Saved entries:
★ ★ ★ ★

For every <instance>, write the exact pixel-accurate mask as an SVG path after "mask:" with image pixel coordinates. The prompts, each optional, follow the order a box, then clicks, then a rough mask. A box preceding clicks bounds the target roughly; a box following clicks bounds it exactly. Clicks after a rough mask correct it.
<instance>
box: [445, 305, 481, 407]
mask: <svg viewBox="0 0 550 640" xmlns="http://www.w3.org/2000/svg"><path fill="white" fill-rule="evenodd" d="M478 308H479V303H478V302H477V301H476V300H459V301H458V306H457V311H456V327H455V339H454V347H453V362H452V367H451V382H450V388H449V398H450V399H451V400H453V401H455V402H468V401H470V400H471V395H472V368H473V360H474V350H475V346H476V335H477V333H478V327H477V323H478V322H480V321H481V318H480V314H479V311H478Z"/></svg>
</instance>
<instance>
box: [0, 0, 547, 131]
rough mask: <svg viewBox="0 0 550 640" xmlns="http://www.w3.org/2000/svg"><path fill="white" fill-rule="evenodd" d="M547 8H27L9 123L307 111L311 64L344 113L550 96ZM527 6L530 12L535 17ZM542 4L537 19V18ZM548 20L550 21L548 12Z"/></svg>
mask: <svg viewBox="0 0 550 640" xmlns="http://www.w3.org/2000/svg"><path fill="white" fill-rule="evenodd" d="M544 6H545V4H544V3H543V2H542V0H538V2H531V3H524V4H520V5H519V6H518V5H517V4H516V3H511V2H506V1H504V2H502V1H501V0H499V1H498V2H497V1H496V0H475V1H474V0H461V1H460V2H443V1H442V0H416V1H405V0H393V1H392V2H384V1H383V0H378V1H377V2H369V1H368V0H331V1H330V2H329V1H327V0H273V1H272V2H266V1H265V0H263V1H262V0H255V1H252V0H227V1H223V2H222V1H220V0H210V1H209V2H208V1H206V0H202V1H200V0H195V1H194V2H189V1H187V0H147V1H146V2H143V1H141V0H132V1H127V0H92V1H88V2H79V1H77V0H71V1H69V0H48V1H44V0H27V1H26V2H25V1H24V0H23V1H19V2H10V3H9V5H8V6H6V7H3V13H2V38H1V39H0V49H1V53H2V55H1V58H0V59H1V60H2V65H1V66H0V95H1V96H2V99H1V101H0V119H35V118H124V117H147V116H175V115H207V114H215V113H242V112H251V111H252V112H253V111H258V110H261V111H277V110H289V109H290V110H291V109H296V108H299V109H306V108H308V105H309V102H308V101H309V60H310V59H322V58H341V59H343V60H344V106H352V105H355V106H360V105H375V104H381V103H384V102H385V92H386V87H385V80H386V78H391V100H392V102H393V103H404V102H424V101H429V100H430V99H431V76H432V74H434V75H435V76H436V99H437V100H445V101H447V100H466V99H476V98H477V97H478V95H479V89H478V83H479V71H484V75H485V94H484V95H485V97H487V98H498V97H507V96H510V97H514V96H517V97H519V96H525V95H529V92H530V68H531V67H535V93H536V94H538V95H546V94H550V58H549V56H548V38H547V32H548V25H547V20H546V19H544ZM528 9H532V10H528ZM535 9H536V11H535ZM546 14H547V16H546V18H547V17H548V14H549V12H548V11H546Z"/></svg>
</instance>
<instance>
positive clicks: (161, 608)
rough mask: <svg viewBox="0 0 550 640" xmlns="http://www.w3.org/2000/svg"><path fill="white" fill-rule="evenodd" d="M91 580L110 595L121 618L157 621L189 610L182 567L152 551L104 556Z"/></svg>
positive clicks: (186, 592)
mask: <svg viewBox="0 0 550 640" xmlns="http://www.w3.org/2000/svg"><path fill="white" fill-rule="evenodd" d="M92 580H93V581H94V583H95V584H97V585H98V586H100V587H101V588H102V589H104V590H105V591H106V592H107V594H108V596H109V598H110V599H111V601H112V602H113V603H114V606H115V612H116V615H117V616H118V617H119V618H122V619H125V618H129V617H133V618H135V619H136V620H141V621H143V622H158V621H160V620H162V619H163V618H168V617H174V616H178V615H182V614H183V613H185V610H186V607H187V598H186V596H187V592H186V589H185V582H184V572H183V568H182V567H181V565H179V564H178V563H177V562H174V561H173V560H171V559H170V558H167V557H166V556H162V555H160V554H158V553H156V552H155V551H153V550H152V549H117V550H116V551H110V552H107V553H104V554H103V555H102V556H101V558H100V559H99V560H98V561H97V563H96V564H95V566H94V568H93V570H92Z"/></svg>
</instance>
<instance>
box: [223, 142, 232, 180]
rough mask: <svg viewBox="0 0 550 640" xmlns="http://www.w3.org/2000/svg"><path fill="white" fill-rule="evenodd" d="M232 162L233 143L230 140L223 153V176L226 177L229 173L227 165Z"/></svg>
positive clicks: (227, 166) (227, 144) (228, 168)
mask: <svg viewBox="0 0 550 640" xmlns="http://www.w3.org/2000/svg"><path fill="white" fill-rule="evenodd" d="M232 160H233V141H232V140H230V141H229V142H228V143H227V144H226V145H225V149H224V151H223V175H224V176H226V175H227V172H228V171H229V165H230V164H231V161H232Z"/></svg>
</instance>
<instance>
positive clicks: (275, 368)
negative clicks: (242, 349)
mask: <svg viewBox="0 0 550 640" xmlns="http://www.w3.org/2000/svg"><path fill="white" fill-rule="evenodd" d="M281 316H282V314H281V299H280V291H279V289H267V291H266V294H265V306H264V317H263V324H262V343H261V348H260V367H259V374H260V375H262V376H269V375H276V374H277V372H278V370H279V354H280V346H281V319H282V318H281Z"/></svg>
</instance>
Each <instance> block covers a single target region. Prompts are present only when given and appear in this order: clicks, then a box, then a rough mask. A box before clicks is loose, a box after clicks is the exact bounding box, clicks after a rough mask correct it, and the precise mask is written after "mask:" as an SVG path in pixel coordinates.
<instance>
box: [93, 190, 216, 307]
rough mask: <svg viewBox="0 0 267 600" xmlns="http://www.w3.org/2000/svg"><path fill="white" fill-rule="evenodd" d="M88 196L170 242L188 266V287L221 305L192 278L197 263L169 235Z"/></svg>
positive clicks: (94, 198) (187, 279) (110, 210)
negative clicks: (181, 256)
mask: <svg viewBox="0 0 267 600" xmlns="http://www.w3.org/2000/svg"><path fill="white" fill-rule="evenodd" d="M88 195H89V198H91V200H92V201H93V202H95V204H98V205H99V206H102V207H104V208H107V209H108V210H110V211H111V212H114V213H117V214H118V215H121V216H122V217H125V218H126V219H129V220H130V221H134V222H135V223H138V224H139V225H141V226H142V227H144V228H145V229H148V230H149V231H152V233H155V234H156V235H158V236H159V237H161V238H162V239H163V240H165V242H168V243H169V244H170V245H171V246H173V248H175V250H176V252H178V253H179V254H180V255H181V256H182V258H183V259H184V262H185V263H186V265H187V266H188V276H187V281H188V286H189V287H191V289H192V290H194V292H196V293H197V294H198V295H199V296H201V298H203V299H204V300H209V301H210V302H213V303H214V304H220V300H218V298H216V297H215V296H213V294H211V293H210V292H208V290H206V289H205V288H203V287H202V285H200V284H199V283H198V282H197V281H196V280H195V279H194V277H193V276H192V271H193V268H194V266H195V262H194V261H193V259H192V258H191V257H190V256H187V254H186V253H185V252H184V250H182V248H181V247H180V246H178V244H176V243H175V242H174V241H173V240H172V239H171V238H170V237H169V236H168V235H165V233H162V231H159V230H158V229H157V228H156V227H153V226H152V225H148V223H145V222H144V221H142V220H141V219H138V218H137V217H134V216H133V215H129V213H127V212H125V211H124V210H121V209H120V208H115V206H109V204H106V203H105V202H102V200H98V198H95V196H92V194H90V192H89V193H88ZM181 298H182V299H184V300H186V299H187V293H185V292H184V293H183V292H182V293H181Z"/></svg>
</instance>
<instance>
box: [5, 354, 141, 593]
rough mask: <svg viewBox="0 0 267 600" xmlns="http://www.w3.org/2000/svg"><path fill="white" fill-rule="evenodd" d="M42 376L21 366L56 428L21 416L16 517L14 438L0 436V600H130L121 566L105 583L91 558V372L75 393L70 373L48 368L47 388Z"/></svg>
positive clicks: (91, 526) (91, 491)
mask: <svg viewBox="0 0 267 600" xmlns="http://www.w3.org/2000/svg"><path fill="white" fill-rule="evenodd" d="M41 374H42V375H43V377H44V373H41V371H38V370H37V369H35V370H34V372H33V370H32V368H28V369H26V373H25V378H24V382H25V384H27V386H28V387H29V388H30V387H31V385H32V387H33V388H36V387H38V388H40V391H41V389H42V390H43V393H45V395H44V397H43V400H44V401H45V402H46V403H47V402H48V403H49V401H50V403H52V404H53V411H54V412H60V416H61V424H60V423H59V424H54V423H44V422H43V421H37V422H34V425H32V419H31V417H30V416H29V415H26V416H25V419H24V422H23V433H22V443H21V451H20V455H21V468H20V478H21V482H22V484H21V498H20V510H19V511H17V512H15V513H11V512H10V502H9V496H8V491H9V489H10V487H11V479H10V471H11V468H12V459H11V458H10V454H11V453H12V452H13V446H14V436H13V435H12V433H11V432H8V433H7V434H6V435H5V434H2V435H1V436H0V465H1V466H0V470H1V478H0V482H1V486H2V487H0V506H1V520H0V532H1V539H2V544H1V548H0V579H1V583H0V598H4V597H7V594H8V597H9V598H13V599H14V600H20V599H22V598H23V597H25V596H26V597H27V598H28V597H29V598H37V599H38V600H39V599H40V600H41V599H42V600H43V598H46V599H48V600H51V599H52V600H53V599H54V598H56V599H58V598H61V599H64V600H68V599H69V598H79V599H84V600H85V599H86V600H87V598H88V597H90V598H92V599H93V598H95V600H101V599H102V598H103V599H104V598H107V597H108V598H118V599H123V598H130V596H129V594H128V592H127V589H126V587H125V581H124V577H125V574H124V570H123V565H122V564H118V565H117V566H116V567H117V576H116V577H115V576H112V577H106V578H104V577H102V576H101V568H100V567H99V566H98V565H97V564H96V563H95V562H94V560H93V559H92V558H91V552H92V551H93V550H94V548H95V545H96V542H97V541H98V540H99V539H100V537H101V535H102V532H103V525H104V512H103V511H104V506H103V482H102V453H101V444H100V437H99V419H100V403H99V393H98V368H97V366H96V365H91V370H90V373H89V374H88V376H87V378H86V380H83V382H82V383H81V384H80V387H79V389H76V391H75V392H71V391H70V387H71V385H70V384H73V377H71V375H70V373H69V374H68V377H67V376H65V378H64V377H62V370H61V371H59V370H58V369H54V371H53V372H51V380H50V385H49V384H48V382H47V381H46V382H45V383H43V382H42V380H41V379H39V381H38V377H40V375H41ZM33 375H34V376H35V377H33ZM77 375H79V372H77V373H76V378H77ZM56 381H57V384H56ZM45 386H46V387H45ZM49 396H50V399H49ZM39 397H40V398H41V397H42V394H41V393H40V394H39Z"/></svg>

★ ★ ★ ★

- _PROBLEM_
Show each line above in which the word "negative" appears.

- _SOLUTION TO THIS EXERCISE_
negative clicks: (242, 349)
negative clicks: (181, 256)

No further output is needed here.